§ **What is required**: Rescale the data below from the line containing "water tower is?" down to the line containing "[339,168,384,219]", both included, and write out only those lines. Multiply every box coordinate in the answers by 0.6, round each result to a whole number with halves rounded up, and reproduce all other text unchanged.

§ **Material shown**:

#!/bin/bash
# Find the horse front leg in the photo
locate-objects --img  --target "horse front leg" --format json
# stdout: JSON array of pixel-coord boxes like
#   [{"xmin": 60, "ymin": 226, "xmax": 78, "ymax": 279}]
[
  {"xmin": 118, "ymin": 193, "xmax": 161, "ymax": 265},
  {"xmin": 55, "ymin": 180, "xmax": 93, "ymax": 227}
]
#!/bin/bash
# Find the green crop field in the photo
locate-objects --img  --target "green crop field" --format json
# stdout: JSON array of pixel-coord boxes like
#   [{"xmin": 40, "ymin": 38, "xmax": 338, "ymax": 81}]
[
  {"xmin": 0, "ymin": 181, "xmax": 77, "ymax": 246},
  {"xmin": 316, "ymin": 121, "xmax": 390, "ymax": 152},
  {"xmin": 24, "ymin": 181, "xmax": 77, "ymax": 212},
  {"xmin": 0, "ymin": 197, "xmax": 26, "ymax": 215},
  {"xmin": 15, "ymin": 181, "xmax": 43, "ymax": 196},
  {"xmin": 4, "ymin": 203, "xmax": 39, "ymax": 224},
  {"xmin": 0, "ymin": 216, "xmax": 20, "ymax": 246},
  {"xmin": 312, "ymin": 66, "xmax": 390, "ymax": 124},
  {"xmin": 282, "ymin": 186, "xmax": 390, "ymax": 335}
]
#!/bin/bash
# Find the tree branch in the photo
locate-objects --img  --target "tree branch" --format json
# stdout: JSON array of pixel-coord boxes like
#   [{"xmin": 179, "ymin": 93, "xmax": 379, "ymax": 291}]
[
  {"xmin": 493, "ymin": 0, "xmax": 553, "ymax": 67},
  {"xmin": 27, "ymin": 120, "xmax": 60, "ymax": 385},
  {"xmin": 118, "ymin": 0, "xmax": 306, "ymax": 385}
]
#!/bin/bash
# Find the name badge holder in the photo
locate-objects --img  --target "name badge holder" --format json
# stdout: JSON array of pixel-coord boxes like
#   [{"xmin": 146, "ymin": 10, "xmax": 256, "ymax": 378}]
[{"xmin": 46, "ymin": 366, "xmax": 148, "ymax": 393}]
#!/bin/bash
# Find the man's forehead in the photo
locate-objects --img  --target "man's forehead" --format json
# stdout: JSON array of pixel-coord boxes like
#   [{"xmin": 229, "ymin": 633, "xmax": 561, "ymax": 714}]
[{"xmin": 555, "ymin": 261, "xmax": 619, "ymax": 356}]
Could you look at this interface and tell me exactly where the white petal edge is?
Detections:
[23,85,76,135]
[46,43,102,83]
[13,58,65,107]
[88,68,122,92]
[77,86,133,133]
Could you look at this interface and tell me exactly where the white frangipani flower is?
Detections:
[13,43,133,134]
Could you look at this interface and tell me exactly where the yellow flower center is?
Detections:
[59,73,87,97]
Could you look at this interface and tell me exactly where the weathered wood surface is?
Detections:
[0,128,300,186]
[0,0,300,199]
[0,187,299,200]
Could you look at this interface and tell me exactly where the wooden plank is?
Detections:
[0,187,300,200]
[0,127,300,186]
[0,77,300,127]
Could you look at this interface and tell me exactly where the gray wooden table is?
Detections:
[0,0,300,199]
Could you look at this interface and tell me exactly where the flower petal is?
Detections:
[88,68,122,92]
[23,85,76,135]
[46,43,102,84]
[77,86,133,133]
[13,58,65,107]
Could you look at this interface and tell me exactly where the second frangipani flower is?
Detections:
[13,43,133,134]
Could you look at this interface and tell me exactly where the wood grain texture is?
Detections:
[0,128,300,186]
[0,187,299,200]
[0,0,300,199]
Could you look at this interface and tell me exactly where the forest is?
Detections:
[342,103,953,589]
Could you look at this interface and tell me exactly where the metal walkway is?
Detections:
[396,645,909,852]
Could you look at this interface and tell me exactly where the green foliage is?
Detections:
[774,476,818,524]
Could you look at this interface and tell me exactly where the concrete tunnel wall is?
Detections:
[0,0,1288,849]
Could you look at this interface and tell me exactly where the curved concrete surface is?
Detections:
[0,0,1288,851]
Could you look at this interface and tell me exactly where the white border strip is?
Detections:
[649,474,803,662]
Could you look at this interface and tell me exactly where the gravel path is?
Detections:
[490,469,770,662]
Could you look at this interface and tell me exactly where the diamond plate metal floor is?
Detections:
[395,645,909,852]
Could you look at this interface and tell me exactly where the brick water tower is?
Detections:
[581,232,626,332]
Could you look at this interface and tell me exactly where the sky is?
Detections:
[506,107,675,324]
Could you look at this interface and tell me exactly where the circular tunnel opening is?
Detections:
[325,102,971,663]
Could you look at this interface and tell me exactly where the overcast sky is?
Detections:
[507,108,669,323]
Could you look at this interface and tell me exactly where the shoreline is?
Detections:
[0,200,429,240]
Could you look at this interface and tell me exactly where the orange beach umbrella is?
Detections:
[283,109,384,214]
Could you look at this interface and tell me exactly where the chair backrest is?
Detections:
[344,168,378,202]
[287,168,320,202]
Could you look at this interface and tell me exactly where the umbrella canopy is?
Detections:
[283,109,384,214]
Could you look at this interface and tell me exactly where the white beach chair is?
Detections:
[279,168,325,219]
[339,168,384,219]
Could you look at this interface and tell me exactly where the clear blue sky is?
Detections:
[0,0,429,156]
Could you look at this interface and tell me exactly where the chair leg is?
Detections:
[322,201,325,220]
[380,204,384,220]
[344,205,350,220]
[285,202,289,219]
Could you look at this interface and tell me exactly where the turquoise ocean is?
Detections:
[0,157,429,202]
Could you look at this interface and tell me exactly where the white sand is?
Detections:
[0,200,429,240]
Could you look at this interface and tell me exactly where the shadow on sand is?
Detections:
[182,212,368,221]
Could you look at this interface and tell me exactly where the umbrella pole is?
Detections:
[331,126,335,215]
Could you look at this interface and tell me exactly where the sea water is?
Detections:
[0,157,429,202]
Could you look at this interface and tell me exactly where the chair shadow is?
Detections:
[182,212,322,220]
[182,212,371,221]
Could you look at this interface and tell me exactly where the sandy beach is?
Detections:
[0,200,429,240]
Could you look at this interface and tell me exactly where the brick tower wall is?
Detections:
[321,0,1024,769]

§ **Answer to this problem**:
Could you look at this interface and tell me exactly where the brick water tower is?
Detections:
[349,139,376,199]
Could you look at this interface and tell me exactly where the sky is?
Detections:
[304,64,405,194]
Could you look at this interface and tell me exactly where the circular tunnel opening is?
Detections:
[195,61,583,398]
Could you look at this interface and tell me exactly where the overcast sky is?
Detections:
[304,65,401,194]
Could you look at this interface and tell me exactly where the shoreline is?
Detections:
[0,120,257,144]
Could you look at this interface and tell me exactly where the orange beach umbrella is?
Detections:
[170,65,230,128]
Could you look at this interface and tell me exactly where the chair backrest is?
Detections:
[206,101,227,121]
[172,101,192,121]
Could you look at this interface and tell me exactly where the umbrella canopy is?
Detections:
[170,65,230,128]
Could you look at this interface and tell me exactly where the white beach chair is?
Detections:
[167,101,195,131]
[203,101,230,131]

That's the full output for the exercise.